▶ **MATERIAL PROVIDED**
##########

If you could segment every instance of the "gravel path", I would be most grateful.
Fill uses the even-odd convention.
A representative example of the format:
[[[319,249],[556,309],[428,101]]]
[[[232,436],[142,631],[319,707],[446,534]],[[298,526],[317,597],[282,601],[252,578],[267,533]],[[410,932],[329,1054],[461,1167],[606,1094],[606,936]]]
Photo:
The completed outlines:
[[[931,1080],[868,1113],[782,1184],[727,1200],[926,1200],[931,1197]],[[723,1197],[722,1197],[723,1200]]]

##########

▶ **YOUR GOAL**
In full and without error, retype the entries above.

▶ **EXPECTED OUTPUT**
If you could segment every instance of the "gravel path", I would be most grateful.
Fill uses the even-odd convention.
A representative example of the format:
[[[319,249],[556,309],[428,101]]]
[[[232,436],[142,631],[319,707],[446,534]],[[298,526],[317,597],[282,601],[252,578],[267,533]],[[410,932],[329,1054],[461,1167],[606,1094],[606,936]]]
Photo:
The completed outlines:
[[[931,1080],[868,1113],[782,1184],[727,1200],[926,1200],[931,1197]],[[723,1197],[722,1197],[723,1200]]]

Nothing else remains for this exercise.